Challenge: Translate this sentence from the page on Prudence clusters into Spanish: "Distributed globals must be serializable."

Text block:
★ ★ ★

Clusters

Multiple JVMs running Prudence, on several machines or on a single one, may share certain resources. The running instances do not have to be identical ("redundant"), though in some deployment scenarios they should be.

Many of the clustering features in Prudence rely on the excellent Hazelcast library: Hazelcast allows Prudence nodes to to share state and locks and to run tasks remotely. Its auto-discovery feature is especially useful for flexible cloud deployments.

You don't have to dig deep into Hazelcast: the core features work out-of-the-box with Prudence, and are fully explained in this chapter. However, if you're serious about clustering, it's a good idea to study Hazelcast and see what more, perhaps, it can do for you. Especially, you may want to tweak the default configuration, for example to add backups, change eviction policies, create node groups, enable SSL, encryption, etc.

Shared State

Easily share in-memory data between all nodes and applications in the cluster using the application.distributedGlobals and application.distributedSharedGlobals API family.

Concurrency

Like the other globals, distributed globals support concurrently atomic operations. In the following example, we make sure that the default value is only ever set once:

var defaultPerson = {name: 'Linus', role: 'boss'}
var person =
	Sincerity.JSON.from(application.getDistributedGlobal('person', Sincerity.JSON.to(defaultPerson)))

Serializability

Distributed globals must be serializable. If they aren't, you will get an exception when Hazelcast attempts to move the data between nodes.

If you're using JavaScript, this unfortunately means that you are limited to primitive types. One easy way to get around this is to serialize via JSON:

document.require('/sincerity/json/')
var person = {name: 'Linus', role: 'boss'}
application.distributedGlobals.put('person', Sincerity.JSON.to(person))
person = Sincerity.JSON.from(application.distributedGlobals.get('person'))
println(person.name)

Configuration

You can configure the distributed globals in "/configuration/hazelcast/application/globals.js", as a map named "com.threecrickets.prudence.distributedGlobals.[name]", where "name" is the application name. You can also change the name of that map in settings.js.

★ ★ ★

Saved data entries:
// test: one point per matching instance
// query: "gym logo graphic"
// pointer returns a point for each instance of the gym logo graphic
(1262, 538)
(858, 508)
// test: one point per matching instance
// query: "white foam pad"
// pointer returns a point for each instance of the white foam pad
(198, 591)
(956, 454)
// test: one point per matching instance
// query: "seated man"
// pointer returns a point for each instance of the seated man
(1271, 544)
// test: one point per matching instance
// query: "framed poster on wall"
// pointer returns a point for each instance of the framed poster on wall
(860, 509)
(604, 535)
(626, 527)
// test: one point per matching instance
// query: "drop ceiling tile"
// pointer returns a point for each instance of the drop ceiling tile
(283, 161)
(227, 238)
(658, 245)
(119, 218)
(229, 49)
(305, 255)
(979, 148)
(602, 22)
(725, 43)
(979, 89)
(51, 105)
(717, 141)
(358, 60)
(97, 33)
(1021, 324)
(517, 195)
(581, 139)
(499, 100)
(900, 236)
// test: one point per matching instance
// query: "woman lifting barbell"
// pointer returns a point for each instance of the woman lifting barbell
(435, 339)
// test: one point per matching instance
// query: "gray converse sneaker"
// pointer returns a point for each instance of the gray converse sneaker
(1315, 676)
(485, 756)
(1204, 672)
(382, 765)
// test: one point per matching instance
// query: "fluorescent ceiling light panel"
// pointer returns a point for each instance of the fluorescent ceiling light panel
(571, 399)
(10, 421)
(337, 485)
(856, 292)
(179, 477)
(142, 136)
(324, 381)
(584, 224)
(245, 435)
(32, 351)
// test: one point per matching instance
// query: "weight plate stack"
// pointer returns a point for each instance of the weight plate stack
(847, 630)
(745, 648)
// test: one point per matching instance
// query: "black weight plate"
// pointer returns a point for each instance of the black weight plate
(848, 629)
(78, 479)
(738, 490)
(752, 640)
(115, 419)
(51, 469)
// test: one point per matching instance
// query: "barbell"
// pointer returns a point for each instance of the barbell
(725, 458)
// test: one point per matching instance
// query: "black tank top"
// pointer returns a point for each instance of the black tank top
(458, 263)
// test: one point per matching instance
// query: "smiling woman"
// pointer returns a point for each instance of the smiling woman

★ ★ ★

Written response: Las variables globales distribuidas deben ser serializables.